Text passage:
######

On an unusually warm March evening, the members of the Environmental Club gather in the small yellow room in Roth, just like they do every Wednesday night at 7:00.

“We’re here to talk about nuclear energy,” says Czerniawski, the club president,to begin the meeting. “Anyone know what day Earth Day is?” Czerniawski asks like an elementary school teacher addressing her class. “April 22” somebody shouts out. “Bingo!” she responds.
The Environmental Club doesn’t have many members and doesn’t get much recognition, but, under Czerniawski’s leadership, it works hard to make the campus a better place for everyone.

“The first time I saw the campus, I was in elementary school,” she said. “There was ivy on the buildings then, and a lot of green space. Now that I’m here, almost two decades later, the campus has gone through urbanization. It’s a shame to lose the environmental aspect.”

Ever since she started attending Stony Brook, she has been helping the Environmental Club try and bring more green to a campus that always seems to be undergoing construction. The club has created a task force to try and get more vegetables on campus in the hope that campus dining might be interested in using the food that will be grown, “it’s more sustainable and healthier,” she said.

######

Source data:
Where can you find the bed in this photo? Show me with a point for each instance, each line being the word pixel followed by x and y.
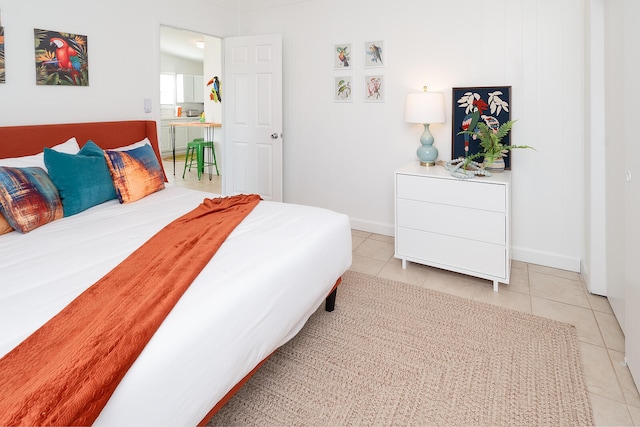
pixel 272 272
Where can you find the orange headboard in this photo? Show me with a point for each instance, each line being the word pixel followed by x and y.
pixel 16 141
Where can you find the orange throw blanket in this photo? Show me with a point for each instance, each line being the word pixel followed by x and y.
pixel 64 373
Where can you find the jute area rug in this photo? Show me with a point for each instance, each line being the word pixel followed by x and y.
pixel 393 354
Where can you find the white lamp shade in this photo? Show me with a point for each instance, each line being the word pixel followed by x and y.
pixel 424 107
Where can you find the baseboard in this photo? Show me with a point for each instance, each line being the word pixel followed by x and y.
pixel 372 227
pixel 547 259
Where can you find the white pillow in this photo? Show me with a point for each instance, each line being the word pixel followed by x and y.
pixel 70 147
pixel 132 146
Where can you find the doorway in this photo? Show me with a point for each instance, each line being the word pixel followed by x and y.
pixel 188 61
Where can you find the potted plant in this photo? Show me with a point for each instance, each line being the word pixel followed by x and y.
pixel 493 150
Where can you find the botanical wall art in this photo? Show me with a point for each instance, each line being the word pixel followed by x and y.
pixel 342 89
pixel 374 54
pixel 342 56
pixel 374 88
pixel 61 58
pixel 473 105
pixel 2 77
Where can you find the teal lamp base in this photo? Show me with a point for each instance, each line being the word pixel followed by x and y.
pixel 427 153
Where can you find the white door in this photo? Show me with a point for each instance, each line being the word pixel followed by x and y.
pixel 252 124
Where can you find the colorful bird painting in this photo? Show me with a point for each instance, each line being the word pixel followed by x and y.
pixel 215 94
pixel 470 121
pixel 376 53
pixel 491 122
pixel 343 55
pixel 373 88
pixel 66 57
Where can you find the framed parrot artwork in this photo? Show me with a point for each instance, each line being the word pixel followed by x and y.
pixel 490 105
pixel 342 56
pixel 61 58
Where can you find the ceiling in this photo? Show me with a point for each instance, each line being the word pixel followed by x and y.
pixel 181 43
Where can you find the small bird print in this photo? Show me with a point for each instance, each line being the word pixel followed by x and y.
pixel 376 53
pixel 343 55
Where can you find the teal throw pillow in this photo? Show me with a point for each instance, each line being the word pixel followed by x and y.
pixel 83 180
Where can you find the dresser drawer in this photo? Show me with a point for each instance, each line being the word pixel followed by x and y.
pixel 476 195
pixel 457 254
pixel 457 221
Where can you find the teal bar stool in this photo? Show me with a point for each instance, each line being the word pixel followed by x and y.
pixel 194 149
pixel 199 146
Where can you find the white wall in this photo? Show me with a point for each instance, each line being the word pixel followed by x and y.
pixel 594 260
pixel 342 156
pixel 123 43
pixel 631 185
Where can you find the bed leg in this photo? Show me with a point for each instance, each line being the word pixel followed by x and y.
pixel 330 302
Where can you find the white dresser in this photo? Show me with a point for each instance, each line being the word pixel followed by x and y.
pixel 461 225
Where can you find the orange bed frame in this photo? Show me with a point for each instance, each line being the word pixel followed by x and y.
pixel 17 141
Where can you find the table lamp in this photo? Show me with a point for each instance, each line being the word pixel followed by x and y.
pixel 425 108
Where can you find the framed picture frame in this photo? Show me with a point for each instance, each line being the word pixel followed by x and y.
pixel 472 105
pixel 342 89
pixel 61 58
pixel 374 88
pixel 374 54
pixel 342 56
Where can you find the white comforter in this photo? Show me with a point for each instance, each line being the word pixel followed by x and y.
pixel 262 285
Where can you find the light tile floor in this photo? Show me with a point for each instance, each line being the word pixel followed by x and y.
pixel 543 291
pixel 548 292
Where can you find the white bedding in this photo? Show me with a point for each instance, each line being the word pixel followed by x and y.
pixel 271 274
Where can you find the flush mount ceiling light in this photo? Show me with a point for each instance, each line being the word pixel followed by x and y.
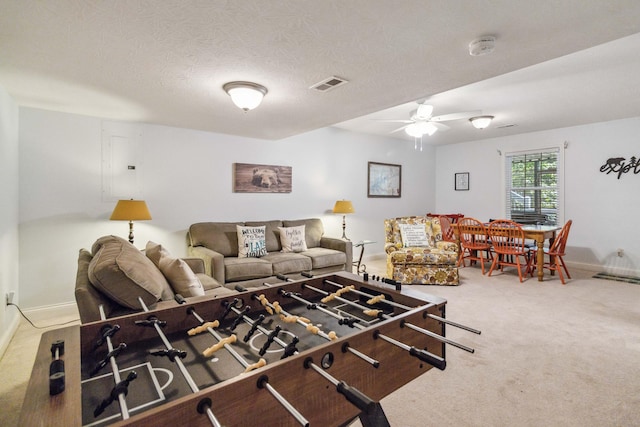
pixel 481 122
pixel 245 95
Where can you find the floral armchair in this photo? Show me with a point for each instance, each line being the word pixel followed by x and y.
pixel 429 260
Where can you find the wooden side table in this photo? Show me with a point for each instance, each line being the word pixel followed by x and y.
pixel 360 267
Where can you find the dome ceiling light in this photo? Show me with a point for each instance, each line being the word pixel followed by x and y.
pixel 245 95
pixel 481 122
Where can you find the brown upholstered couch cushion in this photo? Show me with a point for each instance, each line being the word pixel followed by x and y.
pixel 182 279
pixel 123 273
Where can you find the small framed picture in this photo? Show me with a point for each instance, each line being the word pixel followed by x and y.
pixel 384 180
pixel 462 181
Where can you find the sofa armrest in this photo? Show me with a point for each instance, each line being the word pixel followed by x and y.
pixel 447 246
pixel 339 245
pixel 196 264
pixel 213 261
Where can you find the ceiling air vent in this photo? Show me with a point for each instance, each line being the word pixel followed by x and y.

######

Exercise A:
According to the article about the Environmental Club, when and where does the club meet each week?
Exercise B:
Quote the Environmental Club article word for word, from "The Environmental Club doesn’t" up to and including "place for everyone.".

Answer box A:
Every Wednesday night at 7:00, in the small yellow room in Roth.

Answer box B:
The Environmental Club doesn’t have many members and doesn’t get much recognition, but, under Czerniawski’s leadership, it works hard to make the campus a better place for everyone.